**INPUT DATA**
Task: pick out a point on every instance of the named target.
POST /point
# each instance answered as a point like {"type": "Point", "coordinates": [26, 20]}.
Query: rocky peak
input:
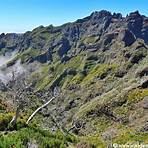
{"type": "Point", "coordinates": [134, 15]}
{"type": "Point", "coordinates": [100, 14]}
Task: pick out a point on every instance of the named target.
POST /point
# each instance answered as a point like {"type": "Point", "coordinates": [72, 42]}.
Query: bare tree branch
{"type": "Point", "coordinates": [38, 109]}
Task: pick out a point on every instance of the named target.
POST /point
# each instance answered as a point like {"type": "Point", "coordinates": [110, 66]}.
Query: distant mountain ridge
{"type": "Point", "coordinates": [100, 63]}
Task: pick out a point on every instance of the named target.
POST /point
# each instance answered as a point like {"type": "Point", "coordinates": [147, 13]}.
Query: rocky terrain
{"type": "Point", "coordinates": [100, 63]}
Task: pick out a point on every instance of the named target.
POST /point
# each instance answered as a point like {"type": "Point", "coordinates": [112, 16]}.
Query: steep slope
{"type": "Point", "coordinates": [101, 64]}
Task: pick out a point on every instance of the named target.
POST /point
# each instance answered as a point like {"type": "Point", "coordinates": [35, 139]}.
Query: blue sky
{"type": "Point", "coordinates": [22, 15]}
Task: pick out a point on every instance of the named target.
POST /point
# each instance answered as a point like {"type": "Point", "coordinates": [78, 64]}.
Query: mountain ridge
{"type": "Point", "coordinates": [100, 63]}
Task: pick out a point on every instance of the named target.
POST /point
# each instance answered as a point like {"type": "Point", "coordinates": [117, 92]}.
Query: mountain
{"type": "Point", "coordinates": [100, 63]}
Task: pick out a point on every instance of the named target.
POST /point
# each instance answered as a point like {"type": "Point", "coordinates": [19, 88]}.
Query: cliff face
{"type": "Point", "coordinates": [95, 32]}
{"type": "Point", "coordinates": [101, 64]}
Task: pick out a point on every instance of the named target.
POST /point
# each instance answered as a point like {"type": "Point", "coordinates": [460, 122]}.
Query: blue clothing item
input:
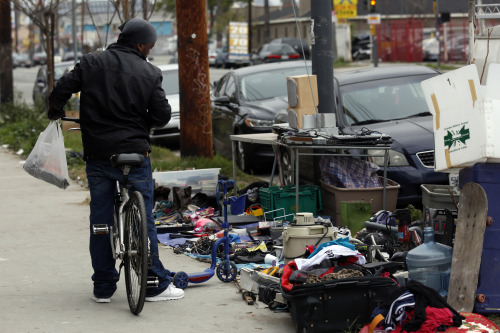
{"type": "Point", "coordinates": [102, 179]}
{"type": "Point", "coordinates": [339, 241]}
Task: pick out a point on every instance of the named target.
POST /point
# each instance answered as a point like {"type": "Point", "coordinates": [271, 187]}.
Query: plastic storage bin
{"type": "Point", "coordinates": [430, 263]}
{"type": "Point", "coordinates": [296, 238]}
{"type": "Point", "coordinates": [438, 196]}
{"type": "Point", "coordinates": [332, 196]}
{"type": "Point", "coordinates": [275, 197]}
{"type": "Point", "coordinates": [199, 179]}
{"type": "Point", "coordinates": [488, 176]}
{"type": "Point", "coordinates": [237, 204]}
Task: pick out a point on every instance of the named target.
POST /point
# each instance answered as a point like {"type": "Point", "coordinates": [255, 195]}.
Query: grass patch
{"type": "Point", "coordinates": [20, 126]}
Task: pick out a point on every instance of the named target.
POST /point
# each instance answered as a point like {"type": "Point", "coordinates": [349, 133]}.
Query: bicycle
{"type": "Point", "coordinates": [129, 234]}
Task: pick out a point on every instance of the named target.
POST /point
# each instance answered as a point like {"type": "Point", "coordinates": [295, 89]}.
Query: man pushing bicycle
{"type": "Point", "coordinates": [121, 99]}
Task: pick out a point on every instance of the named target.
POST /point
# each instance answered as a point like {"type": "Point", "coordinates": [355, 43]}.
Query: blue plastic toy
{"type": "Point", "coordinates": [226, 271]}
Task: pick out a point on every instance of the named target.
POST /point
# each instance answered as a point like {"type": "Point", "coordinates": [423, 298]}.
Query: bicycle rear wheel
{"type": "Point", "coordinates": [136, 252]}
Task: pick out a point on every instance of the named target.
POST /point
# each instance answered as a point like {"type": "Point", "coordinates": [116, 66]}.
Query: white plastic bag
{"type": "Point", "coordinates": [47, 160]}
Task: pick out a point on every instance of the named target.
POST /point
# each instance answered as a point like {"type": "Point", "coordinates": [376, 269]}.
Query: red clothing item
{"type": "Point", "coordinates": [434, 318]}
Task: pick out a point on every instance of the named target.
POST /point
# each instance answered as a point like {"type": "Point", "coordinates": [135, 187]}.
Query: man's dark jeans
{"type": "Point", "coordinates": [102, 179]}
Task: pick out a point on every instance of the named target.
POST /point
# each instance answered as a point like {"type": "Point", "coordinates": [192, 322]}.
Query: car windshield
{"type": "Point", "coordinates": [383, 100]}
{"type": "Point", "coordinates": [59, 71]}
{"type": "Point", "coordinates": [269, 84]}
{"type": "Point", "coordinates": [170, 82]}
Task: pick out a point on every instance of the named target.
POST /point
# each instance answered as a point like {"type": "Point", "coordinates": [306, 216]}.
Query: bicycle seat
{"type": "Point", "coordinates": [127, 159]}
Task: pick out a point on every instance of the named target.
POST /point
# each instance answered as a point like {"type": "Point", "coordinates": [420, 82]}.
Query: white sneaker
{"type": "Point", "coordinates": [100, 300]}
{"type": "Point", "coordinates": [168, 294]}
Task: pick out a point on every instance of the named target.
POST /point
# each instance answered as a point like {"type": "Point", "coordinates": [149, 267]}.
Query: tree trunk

**YOUR OBJECTIVE**
Please print exactly the lines from the one containing "Query: white plastic bag" through the last line of the records, both included, and nothing else.

**WRITTEN RESPONSE**
Query: white plastic bag
{"type": "Point", "coordinates": [47, 160]}
Task: pick out a point on every instance of the named target.
POST /point
# each instance answered as a point like {"type": "Point", "coordinates": [376, 269]}.
Query: red clothing item
{"type": "Point", "coordinates": [434, 318]}
Task: pick out a point on every instance of the named target.
POST /point
# each instance answered as a point like {"type": "Point", "coordinates": [135, 187]}.
Query: man's dark jeans
{"type": "Point", "coordinates": [102, 179]}
Task: pick out a point on every instance of the named target.
POST /point
# each instance answered as a point like {"type": "Point", "coordinates": [192, 322]}.
Query: car windshield
{"type": "Point", "coordinates": [383, 100]}
{"type": "Point", "coordinates": [59, 71]}
{"type": "Point", "coordinates": [269, 84]}
{"type": "Point", "coordinates": [170, 82]}
Task: pick out a point on every instance of the named target.
POST /point
# each instance answered as a point like {"type": "Point", "coordinates": [306, 216]}.
Query: bicycle seat
{"type": "Point", "coordinates": [127, 159]}
Task: pick out a point on every instance of the named target.
POST /point
# each instance answered as a point like {"type": "Point", "coordinates": [420, 82]}.
Query: white sneaker
{"type": "Point", "coordinates": [100, 300]}
{"type": "Point", "coordinates": [168, 294]}
Task: pick out a point on every instance of the named target.
POST /point
# each instance answered as a point like {"type": "Point", "coordinates": [149, 267]}.
Query: tree trunk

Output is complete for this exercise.